**TASK TO COMPLETE**
Your response should contain each line of the data that includes "stone".

**MATERIAL FOR THIS EXERCISE**
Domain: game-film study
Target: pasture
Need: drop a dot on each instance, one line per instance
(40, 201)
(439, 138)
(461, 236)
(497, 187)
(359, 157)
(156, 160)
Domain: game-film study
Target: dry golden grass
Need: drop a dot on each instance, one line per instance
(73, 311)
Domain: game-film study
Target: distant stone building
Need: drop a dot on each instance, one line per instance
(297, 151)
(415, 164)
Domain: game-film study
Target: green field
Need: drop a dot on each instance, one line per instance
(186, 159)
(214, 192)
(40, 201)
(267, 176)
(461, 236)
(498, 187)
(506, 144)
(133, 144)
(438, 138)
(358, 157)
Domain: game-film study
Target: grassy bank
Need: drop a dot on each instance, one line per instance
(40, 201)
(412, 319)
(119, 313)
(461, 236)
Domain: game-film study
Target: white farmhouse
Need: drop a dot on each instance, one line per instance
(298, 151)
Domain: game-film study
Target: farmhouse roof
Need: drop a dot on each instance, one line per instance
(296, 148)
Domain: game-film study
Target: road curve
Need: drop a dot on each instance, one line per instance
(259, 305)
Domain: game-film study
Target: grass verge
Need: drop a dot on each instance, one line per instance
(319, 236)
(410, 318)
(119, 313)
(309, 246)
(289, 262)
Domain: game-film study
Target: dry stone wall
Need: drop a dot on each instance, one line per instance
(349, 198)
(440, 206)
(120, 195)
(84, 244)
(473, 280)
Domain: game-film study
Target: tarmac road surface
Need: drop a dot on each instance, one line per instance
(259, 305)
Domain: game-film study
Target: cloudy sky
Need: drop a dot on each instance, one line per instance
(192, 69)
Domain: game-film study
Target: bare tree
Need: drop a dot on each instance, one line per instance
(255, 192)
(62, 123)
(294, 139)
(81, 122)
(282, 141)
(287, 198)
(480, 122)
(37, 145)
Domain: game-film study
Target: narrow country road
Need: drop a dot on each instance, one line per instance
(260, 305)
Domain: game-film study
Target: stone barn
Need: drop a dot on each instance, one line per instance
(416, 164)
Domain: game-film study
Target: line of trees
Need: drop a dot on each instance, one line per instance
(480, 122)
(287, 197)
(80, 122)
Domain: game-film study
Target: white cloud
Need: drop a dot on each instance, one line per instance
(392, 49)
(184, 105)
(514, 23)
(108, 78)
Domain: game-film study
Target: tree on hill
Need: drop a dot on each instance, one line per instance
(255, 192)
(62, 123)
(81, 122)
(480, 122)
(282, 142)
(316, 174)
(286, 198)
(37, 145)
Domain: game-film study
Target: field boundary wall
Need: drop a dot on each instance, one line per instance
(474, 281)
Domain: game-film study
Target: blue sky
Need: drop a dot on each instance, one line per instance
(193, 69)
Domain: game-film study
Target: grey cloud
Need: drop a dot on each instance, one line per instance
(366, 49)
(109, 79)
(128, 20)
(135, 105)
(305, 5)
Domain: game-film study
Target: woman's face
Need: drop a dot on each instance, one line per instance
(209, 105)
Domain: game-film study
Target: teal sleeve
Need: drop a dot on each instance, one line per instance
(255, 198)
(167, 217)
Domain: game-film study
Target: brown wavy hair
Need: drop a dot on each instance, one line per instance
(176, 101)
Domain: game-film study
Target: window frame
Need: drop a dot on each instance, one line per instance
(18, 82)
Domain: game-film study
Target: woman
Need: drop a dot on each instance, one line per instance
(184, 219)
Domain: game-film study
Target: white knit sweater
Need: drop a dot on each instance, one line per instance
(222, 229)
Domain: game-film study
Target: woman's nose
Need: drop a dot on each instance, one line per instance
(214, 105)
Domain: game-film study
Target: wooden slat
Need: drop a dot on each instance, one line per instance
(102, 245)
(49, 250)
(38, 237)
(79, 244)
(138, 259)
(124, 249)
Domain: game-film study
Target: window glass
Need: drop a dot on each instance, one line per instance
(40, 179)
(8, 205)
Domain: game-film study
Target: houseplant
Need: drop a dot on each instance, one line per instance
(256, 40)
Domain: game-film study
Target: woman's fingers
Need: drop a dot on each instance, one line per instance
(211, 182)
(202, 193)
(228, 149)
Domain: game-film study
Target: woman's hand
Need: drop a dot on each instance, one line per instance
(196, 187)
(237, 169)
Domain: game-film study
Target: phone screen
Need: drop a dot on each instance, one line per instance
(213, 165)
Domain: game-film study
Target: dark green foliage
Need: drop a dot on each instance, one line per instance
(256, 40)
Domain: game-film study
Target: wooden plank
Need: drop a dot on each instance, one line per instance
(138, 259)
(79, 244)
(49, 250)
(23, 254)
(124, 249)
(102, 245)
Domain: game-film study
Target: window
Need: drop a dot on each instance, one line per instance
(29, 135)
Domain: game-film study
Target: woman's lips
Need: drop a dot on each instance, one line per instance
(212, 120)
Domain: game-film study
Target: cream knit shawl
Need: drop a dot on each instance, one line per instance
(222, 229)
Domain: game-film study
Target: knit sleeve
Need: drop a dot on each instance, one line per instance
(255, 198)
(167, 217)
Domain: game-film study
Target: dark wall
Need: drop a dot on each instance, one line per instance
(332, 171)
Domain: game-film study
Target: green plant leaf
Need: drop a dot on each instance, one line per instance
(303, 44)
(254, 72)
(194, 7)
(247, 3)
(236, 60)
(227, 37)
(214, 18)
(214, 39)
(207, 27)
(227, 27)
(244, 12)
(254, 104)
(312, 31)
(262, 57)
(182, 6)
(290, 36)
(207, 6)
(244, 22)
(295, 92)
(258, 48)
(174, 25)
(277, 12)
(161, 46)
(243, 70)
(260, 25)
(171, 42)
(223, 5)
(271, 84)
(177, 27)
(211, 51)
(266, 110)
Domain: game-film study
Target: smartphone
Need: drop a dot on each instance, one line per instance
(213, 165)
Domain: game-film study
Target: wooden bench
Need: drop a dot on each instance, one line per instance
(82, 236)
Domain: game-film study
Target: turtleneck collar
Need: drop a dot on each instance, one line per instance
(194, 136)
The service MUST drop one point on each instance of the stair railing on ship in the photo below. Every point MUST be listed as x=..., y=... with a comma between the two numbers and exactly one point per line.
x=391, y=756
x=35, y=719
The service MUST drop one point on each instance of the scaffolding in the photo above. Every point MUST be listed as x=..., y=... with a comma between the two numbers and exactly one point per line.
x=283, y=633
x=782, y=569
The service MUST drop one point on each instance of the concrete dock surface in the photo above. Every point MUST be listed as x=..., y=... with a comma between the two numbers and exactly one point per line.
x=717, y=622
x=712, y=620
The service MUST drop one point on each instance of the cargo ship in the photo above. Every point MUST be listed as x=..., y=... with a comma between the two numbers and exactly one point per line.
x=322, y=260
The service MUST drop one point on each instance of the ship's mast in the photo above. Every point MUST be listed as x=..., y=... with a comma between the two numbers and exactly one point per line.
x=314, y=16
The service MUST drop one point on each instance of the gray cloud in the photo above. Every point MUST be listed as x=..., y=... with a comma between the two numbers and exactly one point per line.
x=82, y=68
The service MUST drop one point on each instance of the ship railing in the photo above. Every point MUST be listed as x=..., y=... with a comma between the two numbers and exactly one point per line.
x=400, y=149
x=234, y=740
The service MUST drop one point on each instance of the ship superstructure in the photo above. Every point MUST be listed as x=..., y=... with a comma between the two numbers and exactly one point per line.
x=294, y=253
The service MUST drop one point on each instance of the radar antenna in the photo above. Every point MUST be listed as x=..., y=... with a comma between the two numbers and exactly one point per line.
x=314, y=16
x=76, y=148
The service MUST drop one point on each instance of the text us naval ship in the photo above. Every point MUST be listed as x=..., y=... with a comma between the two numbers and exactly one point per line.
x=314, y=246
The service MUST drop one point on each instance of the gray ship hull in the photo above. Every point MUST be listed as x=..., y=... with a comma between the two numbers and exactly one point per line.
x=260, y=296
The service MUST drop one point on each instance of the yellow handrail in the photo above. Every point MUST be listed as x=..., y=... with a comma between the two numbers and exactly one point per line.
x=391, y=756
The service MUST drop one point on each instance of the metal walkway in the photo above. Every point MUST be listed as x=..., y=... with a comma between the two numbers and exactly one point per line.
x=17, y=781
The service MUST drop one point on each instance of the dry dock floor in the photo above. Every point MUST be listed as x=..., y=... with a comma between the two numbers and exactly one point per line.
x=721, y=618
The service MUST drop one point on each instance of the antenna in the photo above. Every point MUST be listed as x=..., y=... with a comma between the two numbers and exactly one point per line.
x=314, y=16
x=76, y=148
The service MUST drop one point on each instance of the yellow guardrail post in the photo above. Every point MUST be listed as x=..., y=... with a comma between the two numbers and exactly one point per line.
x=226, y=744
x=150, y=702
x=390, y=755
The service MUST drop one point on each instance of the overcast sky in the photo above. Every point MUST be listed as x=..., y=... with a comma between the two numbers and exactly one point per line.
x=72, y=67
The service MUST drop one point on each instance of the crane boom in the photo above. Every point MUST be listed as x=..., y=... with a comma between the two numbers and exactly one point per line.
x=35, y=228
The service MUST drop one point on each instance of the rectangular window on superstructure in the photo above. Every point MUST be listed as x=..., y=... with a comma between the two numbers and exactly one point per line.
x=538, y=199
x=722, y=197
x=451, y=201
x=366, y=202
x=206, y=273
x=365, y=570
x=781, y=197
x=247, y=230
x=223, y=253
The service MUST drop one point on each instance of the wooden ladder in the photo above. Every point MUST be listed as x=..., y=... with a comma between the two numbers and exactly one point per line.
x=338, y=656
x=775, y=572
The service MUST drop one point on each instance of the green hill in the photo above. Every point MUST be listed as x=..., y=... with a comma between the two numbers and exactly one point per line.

**SOLUTION TO THE EXERCISE**
Target: distant stone building
Target: dry stone wall
Target: stone barn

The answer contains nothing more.